In the listing below, lines with the string "clicks" are to be counted; the number is the entire reply.

** Opening Information provided block **

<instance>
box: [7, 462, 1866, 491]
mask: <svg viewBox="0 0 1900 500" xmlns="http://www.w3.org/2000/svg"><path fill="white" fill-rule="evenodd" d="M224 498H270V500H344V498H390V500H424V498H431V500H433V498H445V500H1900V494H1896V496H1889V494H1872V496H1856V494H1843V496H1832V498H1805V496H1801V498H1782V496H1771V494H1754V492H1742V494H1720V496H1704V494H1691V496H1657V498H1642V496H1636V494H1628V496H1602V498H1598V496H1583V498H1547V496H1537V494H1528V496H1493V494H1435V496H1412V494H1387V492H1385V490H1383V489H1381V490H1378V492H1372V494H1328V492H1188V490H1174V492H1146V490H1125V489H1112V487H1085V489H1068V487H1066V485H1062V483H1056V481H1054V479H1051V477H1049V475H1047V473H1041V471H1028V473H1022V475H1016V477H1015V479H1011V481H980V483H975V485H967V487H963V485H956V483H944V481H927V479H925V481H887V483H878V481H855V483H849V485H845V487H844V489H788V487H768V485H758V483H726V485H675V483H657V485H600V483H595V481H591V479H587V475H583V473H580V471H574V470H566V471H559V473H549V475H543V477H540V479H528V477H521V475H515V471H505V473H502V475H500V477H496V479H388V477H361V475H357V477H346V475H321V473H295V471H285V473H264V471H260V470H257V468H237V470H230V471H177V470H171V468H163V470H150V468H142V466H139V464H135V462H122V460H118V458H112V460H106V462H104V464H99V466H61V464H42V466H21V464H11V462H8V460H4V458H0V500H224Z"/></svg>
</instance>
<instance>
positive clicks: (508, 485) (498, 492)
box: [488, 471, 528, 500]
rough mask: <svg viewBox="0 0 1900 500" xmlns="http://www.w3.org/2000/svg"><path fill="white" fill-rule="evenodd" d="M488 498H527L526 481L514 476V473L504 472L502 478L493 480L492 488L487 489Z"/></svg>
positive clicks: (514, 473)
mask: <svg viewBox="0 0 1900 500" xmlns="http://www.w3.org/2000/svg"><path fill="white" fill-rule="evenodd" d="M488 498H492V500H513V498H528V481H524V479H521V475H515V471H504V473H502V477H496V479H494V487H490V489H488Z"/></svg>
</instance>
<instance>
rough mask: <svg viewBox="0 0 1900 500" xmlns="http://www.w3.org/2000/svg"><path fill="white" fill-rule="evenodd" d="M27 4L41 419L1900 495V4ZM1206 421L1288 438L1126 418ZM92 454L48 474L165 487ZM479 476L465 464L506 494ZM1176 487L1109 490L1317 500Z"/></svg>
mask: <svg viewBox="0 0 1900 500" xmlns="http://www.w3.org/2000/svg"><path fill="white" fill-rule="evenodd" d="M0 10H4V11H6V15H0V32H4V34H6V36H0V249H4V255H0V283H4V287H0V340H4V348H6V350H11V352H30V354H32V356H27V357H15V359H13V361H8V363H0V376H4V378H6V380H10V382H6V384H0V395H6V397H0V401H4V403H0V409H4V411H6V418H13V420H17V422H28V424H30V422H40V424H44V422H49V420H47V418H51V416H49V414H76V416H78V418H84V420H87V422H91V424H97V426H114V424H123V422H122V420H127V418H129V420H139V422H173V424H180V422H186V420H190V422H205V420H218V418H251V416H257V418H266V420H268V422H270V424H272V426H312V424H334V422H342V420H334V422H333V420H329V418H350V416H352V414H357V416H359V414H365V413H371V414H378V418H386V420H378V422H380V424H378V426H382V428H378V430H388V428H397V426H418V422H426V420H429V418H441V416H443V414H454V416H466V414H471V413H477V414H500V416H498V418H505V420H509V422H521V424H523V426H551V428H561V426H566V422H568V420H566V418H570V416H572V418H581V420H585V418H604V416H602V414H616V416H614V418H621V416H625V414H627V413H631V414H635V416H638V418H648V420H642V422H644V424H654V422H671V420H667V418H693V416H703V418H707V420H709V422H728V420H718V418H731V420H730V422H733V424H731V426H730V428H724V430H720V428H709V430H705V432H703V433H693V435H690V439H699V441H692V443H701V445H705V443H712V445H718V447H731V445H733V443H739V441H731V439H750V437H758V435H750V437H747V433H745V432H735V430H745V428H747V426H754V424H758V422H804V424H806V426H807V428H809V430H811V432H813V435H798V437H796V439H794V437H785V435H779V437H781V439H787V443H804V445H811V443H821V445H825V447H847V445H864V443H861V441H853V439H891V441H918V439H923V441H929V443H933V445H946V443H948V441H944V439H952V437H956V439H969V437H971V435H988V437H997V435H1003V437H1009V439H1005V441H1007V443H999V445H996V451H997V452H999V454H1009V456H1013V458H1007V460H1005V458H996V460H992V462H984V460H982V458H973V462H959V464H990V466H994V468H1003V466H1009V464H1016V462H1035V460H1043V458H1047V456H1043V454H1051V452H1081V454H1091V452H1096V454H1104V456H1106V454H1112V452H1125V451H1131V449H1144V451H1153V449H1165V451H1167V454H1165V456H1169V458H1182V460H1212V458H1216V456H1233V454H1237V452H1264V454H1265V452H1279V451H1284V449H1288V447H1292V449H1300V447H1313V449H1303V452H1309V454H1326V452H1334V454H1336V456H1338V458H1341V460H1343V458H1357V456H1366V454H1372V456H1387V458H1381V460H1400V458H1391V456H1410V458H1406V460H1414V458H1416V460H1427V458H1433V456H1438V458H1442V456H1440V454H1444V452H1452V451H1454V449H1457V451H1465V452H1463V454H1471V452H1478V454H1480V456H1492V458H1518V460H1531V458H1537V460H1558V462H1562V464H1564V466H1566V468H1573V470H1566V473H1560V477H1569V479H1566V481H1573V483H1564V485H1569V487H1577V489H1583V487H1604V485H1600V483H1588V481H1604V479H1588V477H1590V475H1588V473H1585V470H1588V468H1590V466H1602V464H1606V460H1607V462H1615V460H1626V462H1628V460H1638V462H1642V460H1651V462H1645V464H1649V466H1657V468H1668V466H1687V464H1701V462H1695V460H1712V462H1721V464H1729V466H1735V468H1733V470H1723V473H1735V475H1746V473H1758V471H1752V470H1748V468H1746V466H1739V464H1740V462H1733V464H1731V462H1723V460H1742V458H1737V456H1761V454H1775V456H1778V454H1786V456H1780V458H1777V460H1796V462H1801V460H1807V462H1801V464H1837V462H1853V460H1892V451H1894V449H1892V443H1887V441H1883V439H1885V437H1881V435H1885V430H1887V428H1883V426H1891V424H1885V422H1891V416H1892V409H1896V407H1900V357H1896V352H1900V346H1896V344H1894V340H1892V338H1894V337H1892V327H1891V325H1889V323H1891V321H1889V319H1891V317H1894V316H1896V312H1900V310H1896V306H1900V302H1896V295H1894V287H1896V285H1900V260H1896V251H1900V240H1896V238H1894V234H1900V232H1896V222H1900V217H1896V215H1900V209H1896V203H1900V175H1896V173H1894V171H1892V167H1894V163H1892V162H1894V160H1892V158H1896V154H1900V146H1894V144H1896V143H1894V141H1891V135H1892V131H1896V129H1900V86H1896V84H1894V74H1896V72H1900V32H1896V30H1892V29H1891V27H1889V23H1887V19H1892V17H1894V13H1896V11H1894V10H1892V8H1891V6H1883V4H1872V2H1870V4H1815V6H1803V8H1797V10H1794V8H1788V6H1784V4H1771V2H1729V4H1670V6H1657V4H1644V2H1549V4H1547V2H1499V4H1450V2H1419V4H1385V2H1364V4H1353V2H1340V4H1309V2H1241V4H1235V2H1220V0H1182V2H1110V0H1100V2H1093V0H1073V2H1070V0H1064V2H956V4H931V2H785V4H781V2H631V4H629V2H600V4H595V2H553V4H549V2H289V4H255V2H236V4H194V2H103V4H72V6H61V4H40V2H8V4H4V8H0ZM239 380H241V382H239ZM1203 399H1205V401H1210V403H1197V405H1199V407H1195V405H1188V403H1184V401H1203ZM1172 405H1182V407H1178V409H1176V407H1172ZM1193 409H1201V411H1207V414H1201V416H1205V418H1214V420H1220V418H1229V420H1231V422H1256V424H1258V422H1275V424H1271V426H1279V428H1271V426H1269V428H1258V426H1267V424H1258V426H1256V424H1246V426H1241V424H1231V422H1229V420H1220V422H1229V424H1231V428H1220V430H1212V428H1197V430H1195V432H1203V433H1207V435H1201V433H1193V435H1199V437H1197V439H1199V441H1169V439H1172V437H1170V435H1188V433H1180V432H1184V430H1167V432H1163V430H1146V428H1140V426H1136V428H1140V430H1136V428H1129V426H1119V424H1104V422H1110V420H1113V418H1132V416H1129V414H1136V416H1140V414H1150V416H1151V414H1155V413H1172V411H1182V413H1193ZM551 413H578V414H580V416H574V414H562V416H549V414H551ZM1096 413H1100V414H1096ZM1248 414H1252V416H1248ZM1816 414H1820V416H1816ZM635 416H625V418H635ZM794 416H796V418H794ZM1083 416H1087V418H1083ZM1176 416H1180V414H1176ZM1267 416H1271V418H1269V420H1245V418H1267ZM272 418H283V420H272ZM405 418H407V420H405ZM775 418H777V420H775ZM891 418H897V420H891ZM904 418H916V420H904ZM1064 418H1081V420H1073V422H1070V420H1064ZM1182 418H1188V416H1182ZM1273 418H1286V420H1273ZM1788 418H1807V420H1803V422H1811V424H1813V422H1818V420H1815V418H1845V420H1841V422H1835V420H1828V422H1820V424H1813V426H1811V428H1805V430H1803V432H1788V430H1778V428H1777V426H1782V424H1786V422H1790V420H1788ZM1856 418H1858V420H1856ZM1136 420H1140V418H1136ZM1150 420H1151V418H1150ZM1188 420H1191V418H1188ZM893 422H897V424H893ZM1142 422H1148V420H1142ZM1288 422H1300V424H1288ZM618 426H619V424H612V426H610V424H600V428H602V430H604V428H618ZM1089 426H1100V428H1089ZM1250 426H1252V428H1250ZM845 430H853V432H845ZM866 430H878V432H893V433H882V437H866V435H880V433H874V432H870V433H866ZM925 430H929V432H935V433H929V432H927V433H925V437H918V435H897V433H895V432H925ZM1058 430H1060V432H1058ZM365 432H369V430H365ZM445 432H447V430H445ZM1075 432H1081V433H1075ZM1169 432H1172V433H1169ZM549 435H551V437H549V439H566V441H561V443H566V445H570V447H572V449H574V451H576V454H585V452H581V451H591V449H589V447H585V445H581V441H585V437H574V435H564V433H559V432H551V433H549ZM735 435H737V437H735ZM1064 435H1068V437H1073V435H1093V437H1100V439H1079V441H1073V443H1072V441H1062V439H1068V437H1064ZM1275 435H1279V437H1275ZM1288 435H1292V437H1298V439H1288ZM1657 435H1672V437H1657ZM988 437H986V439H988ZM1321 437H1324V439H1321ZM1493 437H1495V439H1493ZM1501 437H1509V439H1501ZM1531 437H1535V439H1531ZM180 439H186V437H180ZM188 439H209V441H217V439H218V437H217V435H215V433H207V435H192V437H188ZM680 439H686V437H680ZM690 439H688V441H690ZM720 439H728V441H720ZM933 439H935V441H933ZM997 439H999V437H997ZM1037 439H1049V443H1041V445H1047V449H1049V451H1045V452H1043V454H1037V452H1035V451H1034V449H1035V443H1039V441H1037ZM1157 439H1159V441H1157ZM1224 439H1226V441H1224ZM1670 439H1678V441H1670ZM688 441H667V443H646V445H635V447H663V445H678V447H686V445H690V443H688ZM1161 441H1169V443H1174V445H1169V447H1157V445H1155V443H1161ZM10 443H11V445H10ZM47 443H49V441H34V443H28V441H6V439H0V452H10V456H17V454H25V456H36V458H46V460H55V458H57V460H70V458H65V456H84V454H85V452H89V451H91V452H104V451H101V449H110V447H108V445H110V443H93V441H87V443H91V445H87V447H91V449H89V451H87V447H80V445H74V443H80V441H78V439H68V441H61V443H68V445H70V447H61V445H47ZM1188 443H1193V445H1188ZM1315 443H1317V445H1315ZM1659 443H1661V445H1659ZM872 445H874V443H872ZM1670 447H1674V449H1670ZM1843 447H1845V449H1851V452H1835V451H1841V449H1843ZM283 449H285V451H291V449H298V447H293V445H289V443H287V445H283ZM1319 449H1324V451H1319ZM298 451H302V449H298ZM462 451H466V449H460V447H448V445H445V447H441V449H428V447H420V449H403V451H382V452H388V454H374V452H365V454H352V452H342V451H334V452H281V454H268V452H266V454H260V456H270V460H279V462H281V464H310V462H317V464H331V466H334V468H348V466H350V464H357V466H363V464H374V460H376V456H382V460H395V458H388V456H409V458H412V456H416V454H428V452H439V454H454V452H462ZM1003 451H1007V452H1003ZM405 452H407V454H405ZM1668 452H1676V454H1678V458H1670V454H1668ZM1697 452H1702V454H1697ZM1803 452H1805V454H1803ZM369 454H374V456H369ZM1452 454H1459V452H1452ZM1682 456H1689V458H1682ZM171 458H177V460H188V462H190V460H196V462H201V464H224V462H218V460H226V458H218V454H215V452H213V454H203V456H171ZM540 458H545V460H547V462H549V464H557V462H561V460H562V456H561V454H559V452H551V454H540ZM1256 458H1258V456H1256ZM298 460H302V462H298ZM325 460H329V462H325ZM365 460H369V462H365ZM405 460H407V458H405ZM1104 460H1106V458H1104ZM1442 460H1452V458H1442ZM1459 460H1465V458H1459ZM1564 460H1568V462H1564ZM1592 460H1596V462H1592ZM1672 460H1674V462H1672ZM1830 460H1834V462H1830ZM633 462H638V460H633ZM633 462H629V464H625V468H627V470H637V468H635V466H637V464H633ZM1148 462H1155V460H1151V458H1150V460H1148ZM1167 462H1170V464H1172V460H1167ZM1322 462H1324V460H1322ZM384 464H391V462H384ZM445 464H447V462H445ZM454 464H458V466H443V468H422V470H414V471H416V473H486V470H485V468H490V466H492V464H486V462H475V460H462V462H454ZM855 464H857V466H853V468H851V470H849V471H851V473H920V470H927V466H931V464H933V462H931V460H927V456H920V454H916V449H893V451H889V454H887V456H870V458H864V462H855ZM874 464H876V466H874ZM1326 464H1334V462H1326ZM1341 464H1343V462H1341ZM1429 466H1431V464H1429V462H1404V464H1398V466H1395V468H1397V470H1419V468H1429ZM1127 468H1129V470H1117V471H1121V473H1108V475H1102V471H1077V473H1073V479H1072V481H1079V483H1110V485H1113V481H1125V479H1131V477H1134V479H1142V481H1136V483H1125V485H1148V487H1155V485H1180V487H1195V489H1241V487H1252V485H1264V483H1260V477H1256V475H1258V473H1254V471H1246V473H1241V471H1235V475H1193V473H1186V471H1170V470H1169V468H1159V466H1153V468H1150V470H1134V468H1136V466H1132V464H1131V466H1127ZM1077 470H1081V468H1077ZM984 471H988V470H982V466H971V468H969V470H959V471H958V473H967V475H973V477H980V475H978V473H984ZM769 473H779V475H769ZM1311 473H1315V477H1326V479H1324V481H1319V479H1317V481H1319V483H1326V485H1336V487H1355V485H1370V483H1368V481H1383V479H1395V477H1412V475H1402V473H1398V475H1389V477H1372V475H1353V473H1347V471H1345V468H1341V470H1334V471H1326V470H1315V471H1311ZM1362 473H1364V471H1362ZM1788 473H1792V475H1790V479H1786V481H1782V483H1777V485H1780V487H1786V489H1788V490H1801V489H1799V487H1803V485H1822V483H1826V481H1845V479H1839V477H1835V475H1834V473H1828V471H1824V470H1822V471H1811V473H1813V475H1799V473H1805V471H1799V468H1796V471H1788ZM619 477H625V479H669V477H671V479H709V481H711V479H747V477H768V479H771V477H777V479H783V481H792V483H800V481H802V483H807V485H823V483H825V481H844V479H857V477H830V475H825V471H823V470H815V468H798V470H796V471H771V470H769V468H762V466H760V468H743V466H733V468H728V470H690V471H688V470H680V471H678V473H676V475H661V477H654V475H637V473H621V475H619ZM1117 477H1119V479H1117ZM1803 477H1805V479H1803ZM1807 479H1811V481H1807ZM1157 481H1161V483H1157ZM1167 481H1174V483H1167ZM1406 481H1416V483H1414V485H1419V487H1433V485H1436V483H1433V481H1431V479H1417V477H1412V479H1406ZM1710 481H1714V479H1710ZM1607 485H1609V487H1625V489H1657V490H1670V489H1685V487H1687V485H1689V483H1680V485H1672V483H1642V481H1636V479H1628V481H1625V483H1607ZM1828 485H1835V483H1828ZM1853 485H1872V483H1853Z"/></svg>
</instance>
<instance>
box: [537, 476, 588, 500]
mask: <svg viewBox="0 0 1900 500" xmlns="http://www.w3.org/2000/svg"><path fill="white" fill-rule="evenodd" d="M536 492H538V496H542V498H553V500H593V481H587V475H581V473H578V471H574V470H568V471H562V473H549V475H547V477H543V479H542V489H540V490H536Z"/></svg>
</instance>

** Closing Information provided block **

▶ **Written response**
2